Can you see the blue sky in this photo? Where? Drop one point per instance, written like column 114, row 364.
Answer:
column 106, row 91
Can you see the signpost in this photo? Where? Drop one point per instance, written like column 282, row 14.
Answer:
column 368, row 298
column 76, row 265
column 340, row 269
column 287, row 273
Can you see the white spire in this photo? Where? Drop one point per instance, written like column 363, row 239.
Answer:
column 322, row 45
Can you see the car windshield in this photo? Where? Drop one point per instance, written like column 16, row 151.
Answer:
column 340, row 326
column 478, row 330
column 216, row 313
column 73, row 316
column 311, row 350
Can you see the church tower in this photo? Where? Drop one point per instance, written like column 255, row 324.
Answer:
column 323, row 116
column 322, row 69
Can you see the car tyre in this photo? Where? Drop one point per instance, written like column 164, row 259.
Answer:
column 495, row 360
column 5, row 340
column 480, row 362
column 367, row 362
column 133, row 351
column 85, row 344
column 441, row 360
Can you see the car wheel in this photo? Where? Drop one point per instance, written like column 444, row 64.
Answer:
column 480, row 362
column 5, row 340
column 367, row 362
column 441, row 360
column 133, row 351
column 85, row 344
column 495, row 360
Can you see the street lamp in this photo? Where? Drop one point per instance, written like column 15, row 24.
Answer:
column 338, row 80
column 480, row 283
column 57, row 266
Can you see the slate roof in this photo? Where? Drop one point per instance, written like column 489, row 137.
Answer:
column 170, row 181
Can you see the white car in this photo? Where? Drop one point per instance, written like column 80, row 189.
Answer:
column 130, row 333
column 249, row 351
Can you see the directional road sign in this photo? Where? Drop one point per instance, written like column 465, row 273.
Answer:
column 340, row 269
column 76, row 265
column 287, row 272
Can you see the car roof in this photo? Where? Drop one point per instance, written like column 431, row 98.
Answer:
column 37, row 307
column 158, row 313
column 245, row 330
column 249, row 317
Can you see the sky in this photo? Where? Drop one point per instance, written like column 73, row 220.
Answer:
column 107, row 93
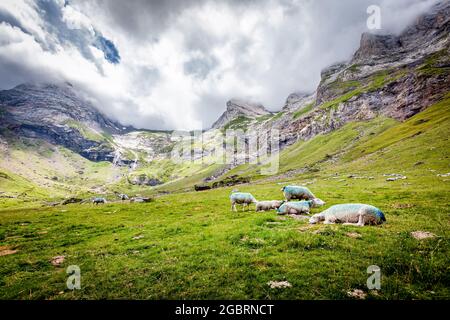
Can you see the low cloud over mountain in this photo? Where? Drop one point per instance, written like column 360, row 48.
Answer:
column 174, row 64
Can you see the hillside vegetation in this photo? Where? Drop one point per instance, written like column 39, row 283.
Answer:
column 190, row 245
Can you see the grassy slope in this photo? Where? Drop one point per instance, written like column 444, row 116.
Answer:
column 194, row 247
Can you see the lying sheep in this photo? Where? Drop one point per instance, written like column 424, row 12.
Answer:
column 295, row 207
column 268, row 205
column 301, row 193
column 350, row 214
column 99, row 200
column 241, row 198
column 123, row 197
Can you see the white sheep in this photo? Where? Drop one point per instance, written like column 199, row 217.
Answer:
column 350, row 214
column 241, row 198
column 268, row 205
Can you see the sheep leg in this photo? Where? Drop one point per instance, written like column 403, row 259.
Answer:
column 360, row 222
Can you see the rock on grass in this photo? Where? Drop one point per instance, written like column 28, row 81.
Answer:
column 5, row 250
column 357, row 294
column 420, row 235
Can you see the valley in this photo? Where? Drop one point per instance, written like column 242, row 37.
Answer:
column 376, row 130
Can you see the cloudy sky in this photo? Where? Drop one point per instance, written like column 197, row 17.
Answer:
column 173, row 64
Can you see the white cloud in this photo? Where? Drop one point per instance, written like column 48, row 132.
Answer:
column 182, row 60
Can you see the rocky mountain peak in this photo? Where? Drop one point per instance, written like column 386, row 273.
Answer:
column 237, row 108
column 375, row 45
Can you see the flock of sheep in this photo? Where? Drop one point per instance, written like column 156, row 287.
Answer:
column 349, row 214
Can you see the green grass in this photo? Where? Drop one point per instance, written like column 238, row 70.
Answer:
column 193, row 247
column 86, row 132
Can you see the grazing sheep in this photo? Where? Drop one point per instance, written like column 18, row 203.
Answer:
column 350, row 214
column 301, row 193
column 268, row 205
column 295, row 207
column 123, row 196
column 241, row 198
column 98, row 200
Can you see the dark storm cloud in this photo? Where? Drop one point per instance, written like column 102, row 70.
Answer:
column 146, row 62
column 52, row 14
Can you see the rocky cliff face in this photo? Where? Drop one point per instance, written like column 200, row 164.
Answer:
column 394, row 76
column 239, row 108
column 57, row 114
column 389, row 75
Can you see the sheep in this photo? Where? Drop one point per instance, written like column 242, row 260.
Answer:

———

### YOUR GOAL
Can you revise the listing above by swapping "Drop" for "Mark" everywhere, leaving all other text as it is? Leave the pictures out of your answer.

### OUTPUT FOR THIS EXERCISE
Can you see the blue sky in this photo? Where? Mark one point per instance, written like column 114, row 364.
Answer:
column 106, row 91
Can you see the signpost in this photo? Where? Mark one point per instance, written like column 282, row 14.
Answer:
column 368, row 298
column 76, row 265
column 340, row 269
column 287, row 273
Can you see the white spire in this photo? Where? Mark one point per instance, written like column 363, row 239.
Answer:
column 322, row 45
Can you see the car windshield in this photo? Where? Mark one point per instance, written like column 16, row 151.
Answer:
column 340, row 326
column 478, row 330
column 216, row 313
column 73, row 316
column 311, row 350
Can you see the church tower in this photo? Where? Mark one point per instance, written like column 255, row 324.
Answer:
column 323, row 116
column 322, row 69
Can you see the car tyre in this photo? Where? Mark one point per instance, written like column 164, row 259.
Answer:
column 495, row 360
column 5, row 340
column 480, row 362
column 367, row 362
column 133, row 351
column 85, row 344
column 441, row 360
Can you see the car wheel in this photo? Where? Mark one point per instance, written like column 444, row 64.
Answer:
column 480, row 362
column 5, row 340
column 367, row 362
column 441, row 360
column 133, row 351
column 85, row 344
column 495, row 360
Can you see the street lamp in this photo? Where? Mark one point per instance, written like column 15, row 24.
Answer:
column 338, row 80
column 480, row 283
column 57, row 266
Can you see the slate roof in this photo? Where? Mark one point per instance, written like column 489, row 137.
Answer:
column 170, row 181
Can you see the white car in this photo? Where? Mark one point per instance, written like column 80, row 189.
Answer:
column 130, row 333
column 249, row 351
Can you see the directional road sign in this photo? Where? Mark one point per instance, written like column 465, row 273.
Answer:
column 340, row 269
column 76, row 265
column 287, row 272
Can you see the car roof in this photo? Where? Mark one point per instance, written like column 431, row 98.
Answer:
column 37, row 307
column 158, row 313
column 245, row 330
column 249, row 317
Can you see the sky in this photo? Where? Mark one point per instance, written like column 73, row 220.
Answer:
column 107, row 93
Can you see the low cloud over mountain in this photo? Where? Mark one point per instance, written like column 360, row 48.
Answer:
column 174, row 64
Can you see the hillside vegetation in this photo? Where? Mark one point per instance, written like column 39, row 283.
Answer:
column 190, row 245
Can you see the grassy slope in this photo? Where? Mark one point per instance, written like column 444, row 116.
Answer:
column 194, row 247
Can you see the lying sheep in this photo? Where? Mark one point per instance, written like column 424, row 12.
Answer:
column 295, row 207
column 268, row 205
column 301, row 193
column 350, row 214
column 99, row 200
column 241, row 198
column 123, row 197
Can you see the white sheep in this photo? Where? Mark one point per instance, written like column 199, row 217.
Answer:
column 350, row 214
column 241, row 198
column 268, row 205
Can you see the sheep leg in this photo? Where? Mark one point per instance, written like column 403, row 259.
Answer:
column 360, row 222
Can you see the rock on grass in this photo? Where? Mark one point per instance, written like column 28, row 81.
Answer:
column 5, row 250
column 357, row 294
column 420, row 235
Can you see the valley in this photo? Where? Mark one point per instance, written like column 242, row 37.
Answer:
column 376, row 130
Can you see the cloudy sky in this photo? Where? Mark one point per instance, written like column 197, row 17.
Answer:
column 173, row 64
Can you see the white cloud in this photo? Where? Mark one point per instance, written like column 48, row 132.
Answer:
column 182, row 60
Can you see the rocky mountain peak in this photo? Where? Mark one point per instance, written like column 386, row 273.
Answer:
column 237, row 108
column 375, row 45
Can you see the flock of sheep in this photo? Where? Mark one point per instance, written like column 156, row 287.
Answer:
column 349, row 214
Can you see the green grass in this photo? Where? Mark one point per instance, written like column 238, row 70.
Answer:
column 193, row 247
column 86, row 132
Can you see the grazing sheep in this photo? Where? Mark one point per instance, written like column 18, row 203.
Answer:
column 350, row 214
column 301, row 193
column 268, row 205
column 295, row 207
column 123, row 196
column 241, row 198
column 98, row 200
Can you see the dark storm cloud in this photo? Where? Mark one point per instance, written like column 102, row 70.
Answer:
column 146, row 62
column 52, row 14
Can you see the rocky cliff face in this photo? Where? Mark one point per instance, written like column 200, row 164.
Answer:
column 394, row 76
column 239, row 108
column 57, row 114
column 389, row 75
Can you see the sheep in this photo? Where? Mark one point per instance, written like column 242, row 260.
Answer:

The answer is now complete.